WHAT IS ASKED.
Print the footballer biography below word for word, from "David Raagaard Jensen" to "different age groups.".

David Raagaard Jensen (born 25 March 1992) is a Danish professional footballer who plays as a goalkeeper for Süper Lig club İstanbulspor. He has amassed a total 32 youth caps for Denmark under five different age groups.

Early life
Jensen was born in Hillerød, Denmark, he began his youth career at Hillerød G&IF before going on to Nordsjælland where he has played since he was 13 years old, signing his first contract with the club at age 16. He would later go on trial with Celtic, but decided against a move to the Scottish club stating that though moving to a large foreign club would be a dream move, moving at 16 years of age was too young and that staying at FCN would be better for his development.

David Jensen has an older brother Daniel Jensen, a former FCN defender who also played for FC Fredericia.

Senior career

Nordsjælland
David Jensen was promoted to reserve goalkeeper as backup to first choice Jesper Hansen in 2010. On 2 August 2011, he signed a new contract with FCN, keeping him at the club until 2014. On 31 August 2011, Jensen made his senior debut in goal against hometown team Hillerød Fodbold in the second round of the Danish Cup, keeping a clean sheet with a 5–0 win. He would play his second match for the senior team in the following round of the Danish Cup on 21 September, in a 2–0 win over 1st Division side FC Hjørring. David Jensen would go on to make his Superliga debut on 24 September, coming on as a 44th-minute substitute for the injured Jesper Hansen, in a 1–0 loss to AGF. He would make his first league start on 2 October, in a 1–0 win over SønderjyskE, but had to come off at half time because of an injury to his knees from a collision with another player. He was expected to be out of action anywhere between four and six weeks. After not featuring regularly for Nordsjælland, Jensen was loaned to FC Fredericia and AB during the 2012/13 season. Upon returning to the club he would become the first choice keeper for the next three seasons.

DATA.

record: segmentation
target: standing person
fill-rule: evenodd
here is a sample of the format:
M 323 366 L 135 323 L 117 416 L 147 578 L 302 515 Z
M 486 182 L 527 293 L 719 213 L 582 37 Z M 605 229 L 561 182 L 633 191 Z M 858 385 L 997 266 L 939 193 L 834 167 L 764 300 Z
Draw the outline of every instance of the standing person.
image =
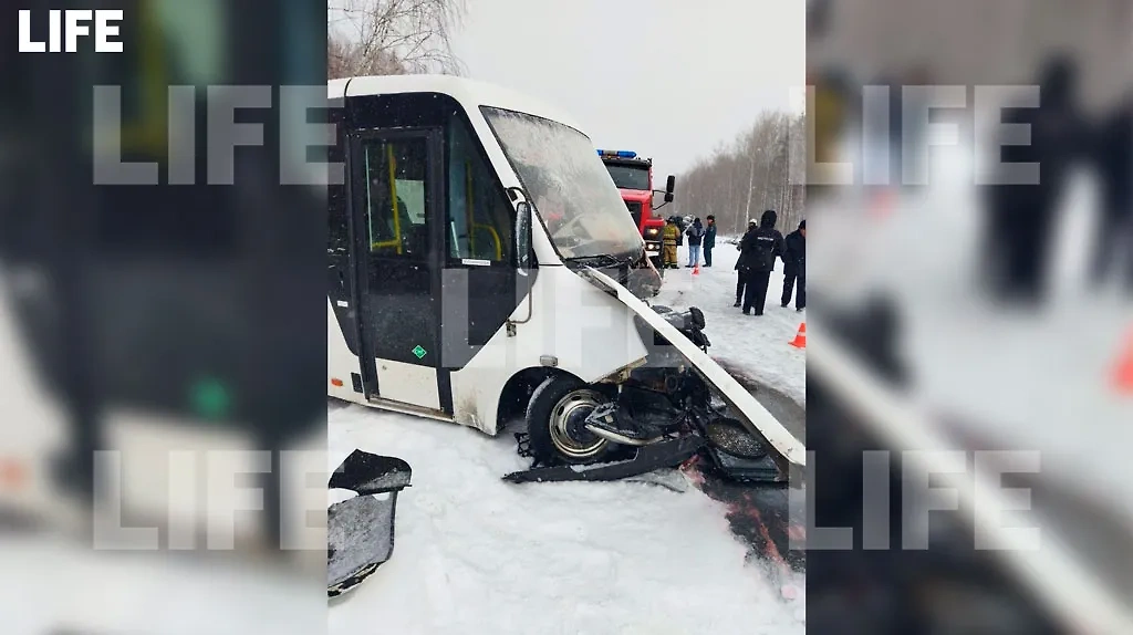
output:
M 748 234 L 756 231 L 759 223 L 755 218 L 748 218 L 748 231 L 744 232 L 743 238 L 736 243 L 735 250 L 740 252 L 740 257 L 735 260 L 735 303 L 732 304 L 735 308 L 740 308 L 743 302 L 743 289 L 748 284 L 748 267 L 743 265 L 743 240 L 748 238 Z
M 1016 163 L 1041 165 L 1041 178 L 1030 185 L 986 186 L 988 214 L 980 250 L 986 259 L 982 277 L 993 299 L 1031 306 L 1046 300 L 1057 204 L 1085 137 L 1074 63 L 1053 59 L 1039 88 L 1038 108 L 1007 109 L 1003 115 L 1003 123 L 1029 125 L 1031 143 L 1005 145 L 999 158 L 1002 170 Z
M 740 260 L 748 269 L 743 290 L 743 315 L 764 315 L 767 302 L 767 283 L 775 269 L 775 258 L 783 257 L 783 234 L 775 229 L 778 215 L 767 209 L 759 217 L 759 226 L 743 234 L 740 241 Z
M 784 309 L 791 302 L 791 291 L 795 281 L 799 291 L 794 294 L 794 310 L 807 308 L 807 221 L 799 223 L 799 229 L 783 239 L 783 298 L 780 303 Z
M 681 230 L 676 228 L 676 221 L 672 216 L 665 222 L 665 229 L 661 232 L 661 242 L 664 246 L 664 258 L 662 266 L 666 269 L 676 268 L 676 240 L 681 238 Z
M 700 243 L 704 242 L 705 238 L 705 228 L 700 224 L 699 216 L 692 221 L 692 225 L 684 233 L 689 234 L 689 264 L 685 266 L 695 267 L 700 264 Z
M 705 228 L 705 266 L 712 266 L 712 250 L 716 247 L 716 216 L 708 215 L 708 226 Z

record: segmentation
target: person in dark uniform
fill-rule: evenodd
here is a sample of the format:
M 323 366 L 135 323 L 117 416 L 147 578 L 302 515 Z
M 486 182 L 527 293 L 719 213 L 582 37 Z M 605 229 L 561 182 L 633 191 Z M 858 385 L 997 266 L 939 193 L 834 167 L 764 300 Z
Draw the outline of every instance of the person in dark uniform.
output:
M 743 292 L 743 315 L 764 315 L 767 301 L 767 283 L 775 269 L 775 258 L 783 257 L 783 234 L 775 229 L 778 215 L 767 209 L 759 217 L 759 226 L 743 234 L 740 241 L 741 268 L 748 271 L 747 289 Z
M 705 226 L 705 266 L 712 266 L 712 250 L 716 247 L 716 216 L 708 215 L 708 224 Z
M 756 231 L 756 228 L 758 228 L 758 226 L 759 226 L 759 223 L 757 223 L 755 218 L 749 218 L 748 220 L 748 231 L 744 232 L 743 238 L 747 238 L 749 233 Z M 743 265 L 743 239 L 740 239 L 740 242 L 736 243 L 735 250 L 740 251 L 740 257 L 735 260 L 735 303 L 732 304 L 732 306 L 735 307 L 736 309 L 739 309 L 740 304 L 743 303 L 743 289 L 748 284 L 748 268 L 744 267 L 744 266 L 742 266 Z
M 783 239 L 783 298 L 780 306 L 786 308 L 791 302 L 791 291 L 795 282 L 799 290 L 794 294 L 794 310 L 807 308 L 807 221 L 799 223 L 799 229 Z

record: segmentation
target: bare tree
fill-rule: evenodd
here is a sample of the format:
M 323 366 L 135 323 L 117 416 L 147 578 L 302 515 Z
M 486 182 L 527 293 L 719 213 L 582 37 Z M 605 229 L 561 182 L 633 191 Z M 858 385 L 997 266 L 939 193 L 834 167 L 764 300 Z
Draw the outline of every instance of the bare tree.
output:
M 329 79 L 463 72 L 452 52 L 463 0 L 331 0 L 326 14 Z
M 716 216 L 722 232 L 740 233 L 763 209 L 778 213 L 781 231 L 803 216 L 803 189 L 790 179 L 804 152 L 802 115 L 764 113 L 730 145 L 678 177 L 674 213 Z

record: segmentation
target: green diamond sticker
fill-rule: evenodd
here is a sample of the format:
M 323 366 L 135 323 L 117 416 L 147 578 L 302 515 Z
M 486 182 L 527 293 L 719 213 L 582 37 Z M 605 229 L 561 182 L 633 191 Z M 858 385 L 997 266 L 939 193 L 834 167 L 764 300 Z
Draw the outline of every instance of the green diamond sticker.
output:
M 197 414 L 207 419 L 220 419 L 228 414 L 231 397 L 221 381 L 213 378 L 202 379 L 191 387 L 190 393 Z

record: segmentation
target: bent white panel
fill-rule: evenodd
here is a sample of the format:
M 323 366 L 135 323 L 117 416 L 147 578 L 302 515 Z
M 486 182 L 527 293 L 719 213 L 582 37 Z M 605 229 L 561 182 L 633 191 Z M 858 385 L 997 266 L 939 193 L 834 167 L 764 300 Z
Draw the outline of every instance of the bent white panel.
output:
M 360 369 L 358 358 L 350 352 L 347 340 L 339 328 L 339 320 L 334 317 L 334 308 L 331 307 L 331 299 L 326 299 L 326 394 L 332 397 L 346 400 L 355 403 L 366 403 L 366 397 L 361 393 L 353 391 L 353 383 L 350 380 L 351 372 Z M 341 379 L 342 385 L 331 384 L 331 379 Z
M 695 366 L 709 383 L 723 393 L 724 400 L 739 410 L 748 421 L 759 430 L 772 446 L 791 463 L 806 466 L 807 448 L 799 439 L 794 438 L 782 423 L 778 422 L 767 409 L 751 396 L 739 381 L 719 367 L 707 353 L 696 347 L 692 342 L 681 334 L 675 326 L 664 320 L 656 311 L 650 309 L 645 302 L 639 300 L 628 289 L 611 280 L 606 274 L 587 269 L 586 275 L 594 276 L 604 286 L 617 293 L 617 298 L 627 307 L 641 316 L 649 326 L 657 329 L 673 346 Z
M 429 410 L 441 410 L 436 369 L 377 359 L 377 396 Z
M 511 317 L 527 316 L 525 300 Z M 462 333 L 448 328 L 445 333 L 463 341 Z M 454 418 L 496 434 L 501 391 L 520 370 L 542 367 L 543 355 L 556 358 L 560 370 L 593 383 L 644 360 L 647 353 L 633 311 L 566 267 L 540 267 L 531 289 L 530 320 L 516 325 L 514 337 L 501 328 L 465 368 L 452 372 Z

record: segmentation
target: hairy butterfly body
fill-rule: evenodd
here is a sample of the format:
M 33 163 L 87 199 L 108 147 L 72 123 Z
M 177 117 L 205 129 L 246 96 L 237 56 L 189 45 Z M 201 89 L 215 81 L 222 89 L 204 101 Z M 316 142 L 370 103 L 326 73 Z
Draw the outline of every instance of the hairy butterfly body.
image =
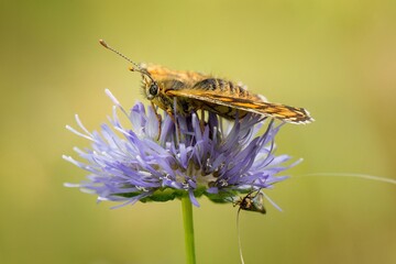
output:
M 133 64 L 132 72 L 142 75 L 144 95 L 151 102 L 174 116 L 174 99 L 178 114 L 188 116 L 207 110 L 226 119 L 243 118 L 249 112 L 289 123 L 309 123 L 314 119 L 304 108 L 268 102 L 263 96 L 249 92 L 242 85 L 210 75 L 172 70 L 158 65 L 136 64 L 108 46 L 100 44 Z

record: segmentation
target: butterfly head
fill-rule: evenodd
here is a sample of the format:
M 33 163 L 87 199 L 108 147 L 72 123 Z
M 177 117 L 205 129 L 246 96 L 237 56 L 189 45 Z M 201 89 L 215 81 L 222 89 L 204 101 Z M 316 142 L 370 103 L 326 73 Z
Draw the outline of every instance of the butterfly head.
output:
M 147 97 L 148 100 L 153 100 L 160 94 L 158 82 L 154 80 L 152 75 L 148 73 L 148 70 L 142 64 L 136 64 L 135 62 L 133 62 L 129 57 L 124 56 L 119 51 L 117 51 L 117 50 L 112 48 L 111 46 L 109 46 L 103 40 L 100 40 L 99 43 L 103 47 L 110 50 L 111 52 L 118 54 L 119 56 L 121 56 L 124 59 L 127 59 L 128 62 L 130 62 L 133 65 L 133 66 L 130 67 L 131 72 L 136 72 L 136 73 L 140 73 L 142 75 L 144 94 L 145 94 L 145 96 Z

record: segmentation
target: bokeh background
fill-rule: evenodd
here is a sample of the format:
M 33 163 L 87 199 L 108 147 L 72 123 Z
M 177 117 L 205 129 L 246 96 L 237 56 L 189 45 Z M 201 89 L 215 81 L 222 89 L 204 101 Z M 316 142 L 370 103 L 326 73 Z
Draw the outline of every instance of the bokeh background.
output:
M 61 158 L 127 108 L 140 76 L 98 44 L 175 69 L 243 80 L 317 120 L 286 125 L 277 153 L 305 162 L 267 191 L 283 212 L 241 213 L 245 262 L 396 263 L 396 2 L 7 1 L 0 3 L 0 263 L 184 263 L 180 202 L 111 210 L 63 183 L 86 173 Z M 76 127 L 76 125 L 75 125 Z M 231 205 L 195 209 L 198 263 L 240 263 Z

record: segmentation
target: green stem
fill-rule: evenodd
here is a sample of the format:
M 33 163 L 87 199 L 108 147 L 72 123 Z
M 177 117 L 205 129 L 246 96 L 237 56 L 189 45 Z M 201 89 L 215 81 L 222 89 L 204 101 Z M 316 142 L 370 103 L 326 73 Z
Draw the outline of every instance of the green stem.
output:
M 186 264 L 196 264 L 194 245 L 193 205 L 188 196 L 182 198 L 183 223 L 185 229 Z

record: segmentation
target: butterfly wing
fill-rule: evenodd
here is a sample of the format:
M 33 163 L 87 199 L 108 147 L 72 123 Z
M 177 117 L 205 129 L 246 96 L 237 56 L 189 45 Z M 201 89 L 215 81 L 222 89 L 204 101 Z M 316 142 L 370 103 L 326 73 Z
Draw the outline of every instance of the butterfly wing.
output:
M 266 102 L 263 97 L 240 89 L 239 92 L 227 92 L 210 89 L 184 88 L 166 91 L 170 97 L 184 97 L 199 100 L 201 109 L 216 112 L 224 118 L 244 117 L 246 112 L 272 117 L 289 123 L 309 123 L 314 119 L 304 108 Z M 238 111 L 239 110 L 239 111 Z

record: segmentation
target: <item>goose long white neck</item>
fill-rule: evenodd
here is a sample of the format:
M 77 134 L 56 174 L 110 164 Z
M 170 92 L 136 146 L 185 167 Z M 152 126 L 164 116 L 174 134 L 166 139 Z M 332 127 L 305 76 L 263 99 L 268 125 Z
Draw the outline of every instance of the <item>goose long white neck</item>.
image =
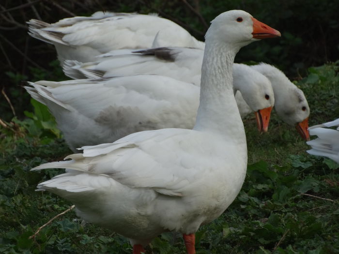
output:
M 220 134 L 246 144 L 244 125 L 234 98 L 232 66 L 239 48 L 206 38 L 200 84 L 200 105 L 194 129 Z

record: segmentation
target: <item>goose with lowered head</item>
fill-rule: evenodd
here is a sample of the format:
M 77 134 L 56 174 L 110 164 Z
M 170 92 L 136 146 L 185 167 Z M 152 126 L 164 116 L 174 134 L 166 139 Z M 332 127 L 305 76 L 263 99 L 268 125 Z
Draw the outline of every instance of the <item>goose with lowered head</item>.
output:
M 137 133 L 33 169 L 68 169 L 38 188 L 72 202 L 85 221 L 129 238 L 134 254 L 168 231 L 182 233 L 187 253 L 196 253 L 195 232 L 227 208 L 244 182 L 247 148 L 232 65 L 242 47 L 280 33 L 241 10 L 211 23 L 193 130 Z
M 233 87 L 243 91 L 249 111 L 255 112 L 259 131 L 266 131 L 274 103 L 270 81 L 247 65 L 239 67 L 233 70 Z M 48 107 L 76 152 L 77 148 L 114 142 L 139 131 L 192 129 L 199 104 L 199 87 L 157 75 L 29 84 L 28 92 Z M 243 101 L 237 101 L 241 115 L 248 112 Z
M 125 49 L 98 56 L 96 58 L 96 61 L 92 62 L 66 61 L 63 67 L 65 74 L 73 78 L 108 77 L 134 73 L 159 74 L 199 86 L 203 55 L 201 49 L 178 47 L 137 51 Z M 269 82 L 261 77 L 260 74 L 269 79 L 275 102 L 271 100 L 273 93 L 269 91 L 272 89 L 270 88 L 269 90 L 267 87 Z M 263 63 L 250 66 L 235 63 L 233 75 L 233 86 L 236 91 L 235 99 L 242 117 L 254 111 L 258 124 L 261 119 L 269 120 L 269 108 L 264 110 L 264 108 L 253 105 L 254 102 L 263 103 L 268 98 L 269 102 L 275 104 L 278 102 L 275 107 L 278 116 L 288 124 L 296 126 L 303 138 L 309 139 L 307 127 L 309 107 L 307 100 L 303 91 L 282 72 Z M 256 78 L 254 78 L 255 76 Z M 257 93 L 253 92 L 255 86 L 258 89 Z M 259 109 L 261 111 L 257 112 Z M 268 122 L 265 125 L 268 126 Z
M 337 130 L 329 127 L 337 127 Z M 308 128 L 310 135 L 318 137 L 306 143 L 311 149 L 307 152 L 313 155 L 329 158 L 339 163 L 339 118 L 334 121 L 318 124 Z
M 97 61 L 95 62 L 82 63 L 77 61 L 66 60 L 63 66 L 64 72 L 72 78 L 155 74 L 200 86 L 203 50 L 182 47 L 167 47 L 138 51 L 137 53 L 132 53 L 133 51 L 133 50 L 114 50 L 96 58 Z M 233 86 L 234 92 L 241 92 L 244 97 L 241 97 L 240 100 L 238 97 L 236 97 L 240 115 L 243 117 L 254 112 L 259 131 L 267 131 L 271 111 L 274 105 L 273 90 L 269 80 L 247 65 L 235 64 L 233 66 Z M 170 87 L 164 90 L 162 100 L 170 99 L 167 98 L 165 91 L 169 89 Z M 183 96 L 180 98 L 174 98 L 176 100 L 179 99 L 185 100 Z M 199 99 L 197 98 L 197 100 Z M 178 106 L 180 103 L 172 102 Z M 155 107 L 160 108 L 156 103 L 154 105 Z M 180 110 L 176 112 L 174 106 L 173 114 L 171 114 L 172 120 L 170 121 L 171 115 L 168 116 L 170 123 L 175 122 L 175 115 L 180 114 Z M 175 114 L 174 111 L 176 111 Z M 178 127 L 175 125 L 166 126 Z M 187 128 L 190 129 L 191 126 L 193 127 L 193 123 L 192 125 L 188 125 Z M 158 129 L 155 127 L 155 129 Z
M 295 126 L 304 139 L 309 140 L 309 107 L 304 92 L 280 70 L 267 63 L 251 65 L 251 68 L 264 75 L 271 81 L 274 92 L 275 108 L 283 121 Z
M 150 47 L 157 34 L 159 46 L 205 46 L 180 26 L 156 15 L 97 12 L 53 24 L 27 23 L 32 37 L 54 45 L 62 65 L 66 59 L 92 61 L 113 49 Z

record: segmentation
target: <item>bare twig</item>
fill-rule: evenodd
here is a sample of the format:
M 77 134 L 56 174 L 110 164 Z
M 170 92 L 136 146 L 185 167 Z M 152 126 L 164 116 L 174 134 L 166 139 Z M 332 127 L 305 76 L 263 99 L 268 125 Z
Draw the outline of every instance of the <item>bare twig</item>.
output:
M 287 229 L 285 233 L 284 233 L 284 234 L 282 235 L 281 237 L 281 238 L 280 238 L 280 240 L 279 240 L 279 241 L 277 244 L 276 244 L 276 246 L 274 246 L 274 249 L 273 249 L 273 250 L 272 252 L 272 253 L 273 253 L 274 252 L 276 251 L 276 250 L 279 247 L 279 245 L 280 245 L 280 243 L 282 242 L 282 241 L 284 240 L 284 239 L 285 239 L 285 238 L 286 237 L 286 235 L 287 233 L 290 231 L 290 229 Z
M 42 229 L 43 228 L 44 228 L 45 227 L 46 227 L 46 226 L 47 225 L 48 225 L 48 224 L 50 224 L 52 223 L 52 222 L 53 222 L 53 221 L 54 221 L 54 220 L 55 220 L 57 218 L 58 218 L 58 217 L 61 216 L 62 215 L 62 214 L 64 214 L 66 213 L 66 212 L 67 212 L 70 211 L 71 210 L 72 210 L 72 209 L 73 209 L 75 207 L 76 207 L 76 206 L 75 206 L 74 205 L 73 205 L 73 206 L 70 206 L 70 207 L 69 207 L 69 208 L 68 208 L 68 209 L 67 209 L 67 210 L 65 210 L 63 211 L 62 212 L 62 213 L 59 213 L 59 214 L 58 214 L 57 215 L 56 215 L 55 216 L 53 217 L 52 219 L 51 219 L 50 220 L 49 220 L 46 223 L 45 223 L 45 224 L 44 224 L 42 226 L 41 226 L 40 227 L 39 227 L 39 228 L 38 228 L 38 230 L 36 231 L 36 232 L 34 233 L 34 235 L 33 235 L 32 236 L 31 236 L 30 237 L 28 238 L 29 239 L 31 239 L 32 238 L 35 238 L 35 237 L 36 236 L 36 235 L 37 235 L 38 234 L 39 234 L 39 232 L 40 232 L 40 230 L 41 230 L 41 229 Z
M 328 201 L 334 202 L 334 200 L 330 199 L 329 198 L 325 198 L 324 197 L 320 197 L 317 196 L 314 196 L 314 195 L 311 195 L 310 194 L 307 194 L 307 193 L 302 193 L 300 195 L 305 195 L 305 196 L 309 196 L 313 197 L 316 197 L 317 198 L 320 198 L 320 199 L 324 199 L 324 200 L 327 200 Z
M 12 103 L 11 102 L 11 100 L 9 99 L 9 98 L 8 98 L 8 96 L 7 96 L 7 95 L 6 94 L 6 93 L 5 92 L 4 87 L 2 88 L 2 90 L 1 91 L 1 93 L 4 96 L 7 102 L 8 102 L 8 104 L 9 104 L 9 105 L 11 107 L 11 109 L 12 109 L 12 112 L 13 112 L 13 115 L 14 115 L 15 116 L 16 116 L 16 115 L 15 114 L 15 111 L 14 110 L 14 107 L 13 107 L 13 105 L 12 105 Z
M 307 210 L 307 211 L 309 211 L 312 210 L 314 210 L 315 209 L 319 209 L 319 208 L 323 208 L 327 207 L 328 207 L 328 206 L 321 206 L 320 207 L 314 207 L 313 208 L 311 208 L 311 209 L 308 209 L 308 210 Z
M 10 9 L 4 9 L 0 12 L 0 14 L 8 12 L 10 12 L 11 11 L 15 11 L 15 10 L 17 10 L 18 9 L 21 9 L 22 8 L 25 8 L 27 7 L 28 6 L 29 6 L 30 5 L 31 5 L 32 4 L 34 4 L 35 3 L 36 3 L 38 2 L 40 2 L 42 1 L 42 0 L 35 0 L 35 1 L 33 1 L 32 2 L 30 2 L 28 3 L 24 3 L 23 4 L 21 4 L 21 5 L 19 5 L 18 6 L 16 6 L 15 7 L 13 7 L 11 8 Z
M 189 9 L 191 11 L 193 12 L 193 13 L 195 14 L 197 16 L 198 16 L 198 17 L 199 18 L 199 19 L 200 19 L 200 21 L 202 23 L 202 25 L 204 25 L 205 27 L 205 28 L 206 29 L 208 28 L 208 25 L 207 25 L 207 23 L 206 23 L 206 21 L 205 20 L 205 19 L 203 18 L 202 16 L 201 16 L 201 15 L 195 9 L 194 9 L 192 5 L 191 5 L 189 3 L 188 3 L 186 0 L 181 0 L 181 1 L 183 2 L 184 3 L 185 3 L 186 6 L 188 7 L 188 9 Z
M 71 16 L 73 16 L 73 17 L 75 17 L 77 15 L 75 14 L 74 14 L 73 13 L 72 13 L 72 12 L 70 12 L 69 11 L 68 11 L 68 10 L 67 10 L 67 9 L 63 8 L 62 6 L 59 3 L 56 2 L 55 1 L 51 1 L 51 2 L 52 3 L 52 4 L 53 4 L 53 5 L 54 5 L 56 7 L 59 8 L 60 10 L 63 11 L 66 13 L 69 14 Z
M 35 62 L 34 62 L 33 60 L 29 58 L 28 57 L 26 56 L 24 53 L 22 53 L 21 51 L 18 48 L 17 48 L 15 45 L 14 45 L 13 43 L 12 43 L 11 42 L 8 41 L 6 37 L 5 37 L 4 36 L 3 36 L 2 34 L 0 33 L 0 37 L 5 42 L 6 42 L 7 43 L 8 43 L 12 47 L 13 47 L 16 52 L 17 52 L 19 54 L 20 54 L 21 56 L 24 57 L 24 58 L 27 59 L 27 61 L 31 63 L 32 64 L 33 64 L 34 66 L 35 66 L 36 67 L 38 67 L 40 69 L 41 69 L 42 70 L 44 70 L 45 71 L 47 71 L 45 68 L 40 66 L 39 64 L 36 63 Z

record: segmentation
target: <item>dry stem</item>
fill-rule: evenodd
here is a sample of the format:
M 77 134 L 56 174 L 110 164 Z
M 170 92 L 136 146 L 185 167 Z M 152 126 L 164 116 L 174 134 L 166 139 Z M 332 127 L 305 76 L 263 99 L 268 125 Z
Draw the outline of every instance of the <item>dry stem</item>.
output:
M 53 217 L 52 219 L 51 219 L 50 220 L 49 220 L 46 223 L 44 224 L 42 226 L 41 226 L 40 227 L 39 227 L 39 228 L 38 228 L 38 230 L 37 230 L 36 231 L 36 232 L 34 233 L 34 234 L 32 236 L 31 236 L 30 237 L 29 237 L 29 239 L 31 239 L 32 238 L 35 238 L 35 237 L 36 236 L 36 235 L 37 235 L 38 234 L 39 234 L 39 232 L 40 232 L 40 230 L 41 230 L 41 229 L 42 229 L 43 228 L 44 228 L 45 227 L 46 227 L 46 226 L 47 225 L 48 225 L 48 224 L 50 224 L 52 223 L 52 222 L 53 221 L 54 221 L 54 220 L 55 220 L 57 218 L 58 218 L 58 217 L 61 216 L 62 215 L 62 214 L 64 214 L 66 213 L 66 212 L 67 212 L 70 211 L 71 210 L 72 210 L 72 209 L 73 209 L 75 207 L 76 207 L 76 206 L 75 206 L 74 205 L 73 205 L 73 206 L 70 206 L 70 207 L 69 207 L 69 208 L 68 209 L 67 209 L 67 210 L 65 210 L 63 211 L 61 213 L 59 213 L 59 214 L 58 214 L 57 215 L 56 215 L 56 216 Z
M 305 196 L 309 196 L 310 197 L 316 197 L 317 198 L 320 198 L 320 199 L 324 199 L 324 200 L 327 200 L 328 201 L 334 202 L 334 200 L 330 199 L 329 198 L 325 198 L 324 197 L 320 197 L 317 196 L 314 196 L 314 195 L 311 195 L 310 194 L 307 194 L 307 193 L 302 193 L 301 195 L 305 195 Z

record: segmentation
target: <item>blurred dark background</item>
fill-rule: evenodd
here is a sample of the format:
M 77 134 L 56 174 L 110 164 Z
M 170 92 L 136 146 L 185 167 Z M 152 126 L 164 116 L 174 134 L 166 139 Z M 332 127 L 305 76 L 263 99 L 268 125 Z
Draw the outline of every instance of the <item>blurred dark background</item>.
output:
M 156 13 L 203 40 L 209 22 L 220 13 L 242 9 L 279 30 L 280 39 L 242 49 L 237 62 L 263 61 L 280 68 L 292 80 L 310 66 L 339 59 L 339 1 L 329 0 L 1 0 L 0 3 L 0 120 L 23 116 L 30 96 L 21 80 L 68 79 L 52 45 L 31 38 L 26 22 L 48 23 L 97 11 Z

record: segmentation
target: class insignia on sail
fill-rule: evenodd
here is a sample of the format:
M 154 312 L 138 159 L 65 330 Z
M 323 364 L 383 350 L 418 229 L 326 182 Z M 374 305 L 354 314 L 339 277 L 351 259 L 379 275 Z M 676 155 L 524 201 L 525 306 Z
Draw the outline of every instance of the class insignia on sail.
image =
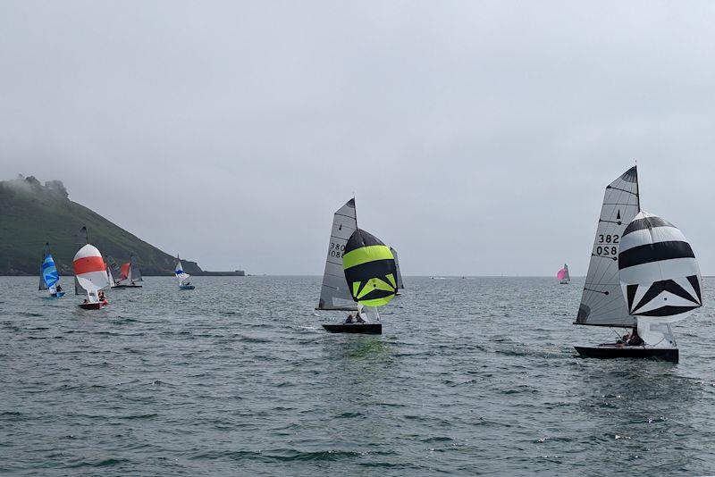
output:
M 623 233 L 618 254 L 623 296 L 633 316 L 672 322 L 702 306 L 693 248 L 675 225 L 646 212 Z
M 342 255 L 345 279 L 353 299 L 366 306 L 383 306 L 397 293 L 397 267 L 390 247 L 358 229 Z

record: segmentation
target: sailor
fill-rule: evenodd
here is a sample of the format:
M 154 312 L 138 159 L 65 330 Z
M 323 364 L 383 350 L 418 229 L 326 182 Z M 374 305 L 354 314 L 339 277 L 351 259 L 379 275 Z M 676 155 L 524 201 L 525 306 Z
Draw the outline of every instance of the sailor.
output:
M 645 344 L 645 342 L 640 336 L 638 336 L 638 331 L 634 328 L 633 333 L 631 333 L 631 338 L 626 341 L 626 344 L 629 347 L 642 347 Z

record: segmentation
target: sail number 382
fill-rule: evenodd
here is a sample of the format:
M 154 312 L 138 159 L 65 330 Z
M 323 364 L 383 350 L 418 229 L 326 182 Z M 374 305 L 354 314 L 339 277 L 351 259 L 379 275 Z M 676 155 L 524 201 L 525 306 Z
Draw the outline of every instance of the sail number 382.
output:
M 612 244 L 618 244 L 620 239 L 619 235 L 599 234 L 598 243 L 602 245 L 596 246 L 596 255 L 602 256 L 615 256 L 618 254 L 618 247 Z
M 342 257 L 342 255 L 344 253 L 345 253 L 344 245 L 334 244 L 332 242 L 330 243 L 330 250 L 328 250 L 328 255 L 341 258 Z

RESPONSE FOR THIS EXERCISE.
David Raagaard Jensen (born 25 March 1992) is a Danish professional footballer who plays as a goalkeeper for Süper Lig club İstanbulspor. He has amassed a total 32 youth caps for Denmark under five different age groups.